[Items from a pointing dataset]
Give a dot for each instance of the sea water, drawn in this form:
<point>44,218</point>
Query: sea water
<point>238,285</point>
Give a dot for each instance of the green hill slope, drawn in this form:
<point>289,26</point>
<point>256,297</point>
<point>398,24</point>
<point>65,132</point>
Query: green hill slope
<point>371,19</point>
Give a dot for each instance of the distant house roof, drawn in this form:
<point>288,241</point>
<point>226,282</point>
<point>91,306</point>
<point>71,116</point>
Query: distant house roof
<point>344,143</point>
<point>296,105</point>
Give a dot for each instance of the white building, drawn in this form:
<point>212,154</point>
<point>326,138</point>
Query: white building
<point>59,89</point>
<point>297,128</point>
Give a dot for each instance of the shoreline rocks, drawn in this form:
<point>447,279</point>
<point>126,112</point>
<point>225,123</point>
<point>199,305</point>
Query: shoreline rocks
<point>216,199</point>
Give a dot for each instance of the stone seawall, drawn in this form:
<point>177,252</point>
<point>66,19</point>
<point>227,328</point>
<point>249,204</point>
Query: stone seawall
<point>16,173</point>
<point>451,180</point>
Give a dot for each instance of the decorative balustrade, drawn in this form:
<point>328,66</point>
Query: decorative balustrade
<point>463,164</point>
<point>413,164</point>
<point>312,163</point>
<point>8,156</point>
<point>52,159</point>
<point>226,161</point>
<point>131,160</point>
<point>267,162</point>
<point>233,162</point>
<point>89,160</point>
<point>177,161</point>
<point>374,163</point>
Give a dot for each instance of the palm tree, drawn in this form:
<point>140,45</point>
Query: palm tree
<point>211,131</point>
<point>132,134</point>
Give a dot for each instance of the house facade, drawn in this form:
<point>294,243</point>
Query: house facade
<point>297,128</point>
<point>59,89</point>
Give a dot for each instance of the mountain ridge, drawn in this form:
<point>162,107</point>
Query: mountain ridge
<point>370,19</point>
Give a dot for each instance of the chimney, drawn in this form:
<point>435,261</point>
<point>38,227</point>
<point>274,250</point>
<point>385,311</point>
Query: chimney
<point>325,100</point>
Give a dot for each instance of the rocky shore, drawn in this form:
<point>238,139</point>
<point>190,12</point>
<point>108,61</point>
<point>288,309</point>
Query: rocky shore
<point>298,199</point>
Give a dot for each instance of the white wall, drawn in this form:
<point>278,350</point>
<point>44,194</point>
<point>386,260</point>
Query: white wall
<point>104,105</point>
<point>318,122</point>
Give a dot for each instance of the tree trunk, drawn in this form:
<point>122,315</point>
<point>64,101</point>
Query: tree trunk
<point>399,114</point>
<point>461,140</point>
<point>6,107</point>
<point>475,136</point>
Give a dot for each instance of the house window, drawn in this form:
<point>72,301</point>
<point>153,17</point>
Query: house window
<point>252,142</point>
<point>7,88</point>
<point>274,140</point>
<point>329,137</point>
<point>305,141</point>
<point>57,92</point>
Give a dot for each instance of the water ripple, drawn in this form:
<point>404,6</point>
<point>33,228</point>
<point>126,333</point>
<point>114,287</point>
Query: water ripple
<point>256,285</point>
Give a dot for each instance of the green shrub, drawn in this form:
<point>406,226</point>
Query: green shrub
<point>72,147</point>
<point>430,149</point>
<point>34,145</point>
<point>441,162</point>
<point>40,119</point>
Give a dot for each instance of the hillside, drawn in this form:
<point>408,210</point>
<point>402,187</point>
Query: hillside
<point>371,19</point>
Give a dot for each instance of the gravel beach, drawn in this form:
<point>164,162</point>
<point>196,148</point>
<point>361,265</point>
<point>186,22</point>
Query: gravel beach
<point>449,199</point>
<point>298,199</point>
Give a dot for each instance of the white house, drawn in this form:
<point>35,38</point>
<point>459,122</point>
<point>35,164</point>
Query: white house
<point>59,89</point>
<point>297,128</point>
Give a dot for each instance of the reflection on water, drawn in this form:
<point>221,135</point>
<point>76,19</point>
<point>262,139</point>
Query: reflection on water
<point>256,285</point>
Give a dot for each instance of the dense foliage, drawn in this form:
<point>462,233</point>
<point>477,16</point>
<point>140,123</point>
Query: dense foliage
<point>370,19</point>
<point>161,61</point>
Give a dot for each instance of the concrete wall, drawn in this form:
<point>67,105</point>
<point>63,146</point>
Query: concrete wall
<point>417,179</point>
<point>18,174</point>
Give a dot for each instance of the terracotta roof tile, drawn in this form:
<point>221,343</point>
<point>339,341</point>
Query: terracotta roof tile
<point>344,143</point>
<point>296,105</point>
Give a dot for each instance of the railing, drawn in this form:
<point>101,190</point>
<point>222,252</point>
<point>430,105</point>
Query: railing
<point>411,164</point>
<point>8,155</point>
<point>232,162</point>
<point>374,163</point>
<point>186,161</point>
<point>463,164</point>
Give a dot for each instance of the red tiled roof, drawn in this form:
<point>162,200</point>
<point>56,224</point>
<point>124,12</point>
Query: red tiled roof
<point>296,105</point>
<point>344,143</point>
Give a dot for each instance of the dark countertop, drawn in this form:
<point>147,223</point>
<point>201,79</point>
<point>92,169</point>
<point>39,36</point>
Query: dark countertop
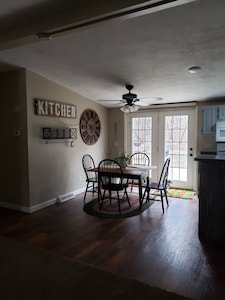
<point>208,157</point>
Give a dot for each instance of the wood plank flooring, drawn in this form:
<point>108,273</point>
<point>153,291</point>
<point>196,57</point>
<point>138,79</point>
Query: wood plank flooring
<point>159,249</point>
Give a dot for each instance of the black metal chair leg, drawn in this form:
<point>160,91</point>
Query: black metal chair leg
<point>161,194</point>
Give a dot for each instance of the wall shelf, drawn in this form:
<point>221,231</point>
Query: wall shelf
<point>59,133</point>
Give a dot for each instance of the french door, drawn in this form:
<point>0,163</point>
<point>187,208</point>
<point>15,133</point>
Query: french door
<point>166,133</point>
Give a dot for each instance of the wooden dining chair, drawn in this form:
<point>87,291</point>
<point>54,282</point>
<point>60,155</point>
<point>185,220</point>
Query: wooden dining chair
<point>141,159</point>
<point>161,185</point>
<point>91,177</point>
<point>110,182</point>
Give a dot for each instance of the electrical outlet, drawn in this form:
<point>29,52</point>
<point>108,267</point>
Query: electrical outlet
<point>16,132</point>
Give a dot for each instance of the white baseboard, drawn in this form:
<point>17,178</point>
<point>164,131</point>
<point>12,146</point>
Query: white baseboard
<point>31,209</point>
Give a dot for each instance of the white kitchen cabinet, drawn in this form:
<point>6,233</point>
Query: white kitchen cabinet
<point>210,115</point>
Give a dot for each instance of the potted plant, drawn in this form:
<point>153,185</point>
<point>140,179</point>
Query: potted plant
<point>123,159</point>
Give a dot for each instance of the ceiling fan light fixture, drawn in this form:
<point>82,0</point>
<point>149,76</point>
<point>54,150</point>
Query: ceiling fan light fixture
<point>129,108</point>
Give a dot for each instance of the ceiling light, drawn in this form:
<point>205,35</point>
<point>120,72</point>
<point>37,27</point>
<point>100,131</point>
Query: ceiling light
<point>129,108</point>
<point>194,69</point>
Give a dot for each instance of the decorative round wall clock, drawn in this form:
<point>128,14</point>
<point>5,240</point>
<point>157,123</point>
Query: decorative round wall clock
<point>90,127</point>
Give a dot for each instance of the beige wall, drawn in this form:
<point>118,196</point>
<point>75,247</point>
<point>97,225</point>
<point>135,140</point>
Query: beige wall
<point>14,163</point>
<point>36,173</point>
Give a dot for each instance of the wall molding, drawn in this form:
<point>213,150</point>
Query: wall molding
<point>34,208</point>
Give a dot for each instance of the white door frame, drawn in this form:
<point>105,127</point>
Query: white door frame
<point>155,113</point>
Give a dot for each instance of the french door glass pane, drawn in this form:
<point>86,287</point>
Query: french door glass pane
<point>142,135</point>
<point>176,146</point>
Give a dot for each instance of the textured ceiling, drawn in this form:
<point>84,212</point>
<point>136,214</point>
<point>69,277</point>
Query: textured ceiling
<point>150,50</point>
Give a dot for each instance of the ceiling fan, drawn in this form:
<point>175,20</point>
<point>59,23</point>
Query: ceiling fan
<point>129,99</point>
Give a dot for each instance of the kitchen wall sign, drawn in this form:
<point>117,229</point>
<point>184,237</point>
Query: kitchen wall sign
<point>54,109</point>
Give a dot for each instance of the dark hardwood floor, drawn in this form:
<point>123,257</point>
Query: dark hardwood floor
<point>161,250</point>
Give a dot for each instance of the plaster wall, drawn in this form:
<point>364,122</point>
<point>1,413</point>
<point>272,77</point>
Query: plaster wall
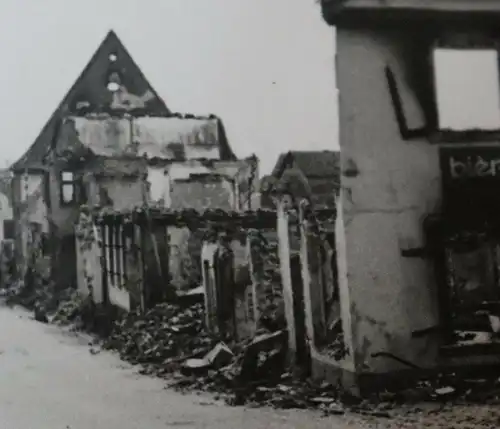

*Problem to solve*.
Please recast the items from the line with "Give a dot for each instance of the beige" up to and including the line with "<point>54,109</point>" as a numbered list, one line per entry, with blank lines left out.

*Right answer*.
1. Give a dot for each instance of the beige wall, drawn in this form:
2. <point>118,196</point>
3. <point>75,247</point>
4. <point>97,225</point>
5. <point>135,140</point>
6. Query: beige wall
7. <point>14,163</point>
8. <point>36,173</point>
9. Give a dot for each instance of the wall molding, drawn in this form:
10. <point>213,150</point>
11. Query: wall molding
12. <point>34,208</point>
13. Give a dot for each instance of the white door frame, drawn in this form:
14. <point>105,127</point>
15. Query: white door frame
16. <point>155,113</point>
17. Give a dot for each instance of the french door glass pane, drawn in this form:
18. <point>86,287</point>
19. Query: french door glass pane
20. <point>142,135</point>
21. <point>176,146</point>
22. Give a dot for each instance of the textured ceiling, drawn in this form:
23. <point>84,212</point>
24. <point>136,214</point>
25. <point>69,277</point>
26. Query: textured ceiling
27. <point>150,50</point>
28. Give a dot for each instance of the ceiling fan, drawn in this form:
29. <point>175,20</point>
30. <point>59,23</point>
31. Query: ceiling fan
32. <point>129,99</point>
33. Give a dot for each instance of the kitchen wall sign, drawn in this form:
34. <point>117,229</point>
35. <point>184,237</point>
36. Query: kitchen wall sign
37. <point>54,109</point>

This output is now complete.